===== Page =====
United States District Court, N.D. Indiana, Fort Wayne Division
Feb 12, 2009
Cause No.: 1:08-CV-70 (N.D. Ind. Feb. 12, 2009)

Opinion

Cause No.: 1:08-CV-70.

February 12, 2009


OPINION AND ORDER


This matter is before the court on the second motion to withdraw the reference filed by the defendants, Chad Seybold and Laura Seybold (the "Seybolds" or "defendants") on January 9, 2008. Docket at 1. The Seybolds filed their brief in support of their motion on May 23, 2008 ("Defendants' Brief in Support," docket at 6.) Plaintiff Salin Bank and Trust Company ("Salin Bank" or "plaintiff") filed its response in opposition to the motion on May 27, 2008. ("Plaintiff's Brief in Opposition," docket at 7.) Also on May 27, Salin Bank filed a motion for oral argument. Docket at 8. Finally, Salin Bank filed a response brief on June 3, 2008. ("Plaintiff's Response," docket at 9.) On December 31, 2008, this case was reassigned from another Division of this court to the undersigned judicial officer for all further proceedings, including resolution of all pending motions. For the reasons discussed below, the second motion to withdraw the reference filed by the defendants is DENIED, the motion for oral argument filed by the plaintiff is DENIED, and this case is DISMISSED.

The defendants' first motion to withdraw the reference, filed in the bankruptcy court, was withdrawn.

The parties to this case attended a Status Conference held before United States Magistrate Judge Roger B. Cosbey on May 14, 2008. See docket at 5. At the conclusion of that conference, the Magistrate Judge directed the parties to file contemporaneous opening briefs by May 27 and contemporaneous response briefs by June 3. Id. The defendants, for whatever reason, chose not to file a response brief.

Having reviewed the briefs of the parties as well as the Recommendation and the Decision and Order issued by Bankruptcy Judge Grant, this court concludes that oral argument is not necessary.

FACTUAL AND PROCEDURAL BACKGROUND

The Seybolds filed a Chapter 7 bankruptcy proceeding in the Fort Wayne Division of the United States Bankruptcy Court for the Northern District of Indiana on May 22, 2007, in case number 07-11441. Salin Bank is one of several creditors of the Seybolds. On August 20, 2007, Salin Bank filed an adversary proceeding against the Seybolds in case number 07-1255, challenging the dischargeability of certain of the Seybolds' debts pursuant to 11 U.S.C. § 523(a). In that adversary proceeding, Salin Bank argued that the bankruptcy court should refuse to issue a discharge to the Seybolds for certain debts it claims are owed to it, specifically, loan agreements executed between the Seybolds and Salin Bank that were supposed to be secured by real estate.
=====
Short problem => Please condense the paragraph of the court opinion above that begins "The parties to this case attended" into a short bulleted list that keeps its main facts.
===== Entries supplied =====
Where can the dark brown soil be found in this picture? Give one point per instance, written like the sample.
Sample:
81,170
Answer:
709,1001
=====
Full response =>
- On May 14, 2008, the parties attended a Status Conference before United States Magistrate Judge Roger B. Cosbey (docket at 5).
- At the end of the conference, the Magistrate Judge ordered contemporaneous opening briefs by May 27 and contemporaneous response briefs by June 3.
- The defendants chose not to file a response brief.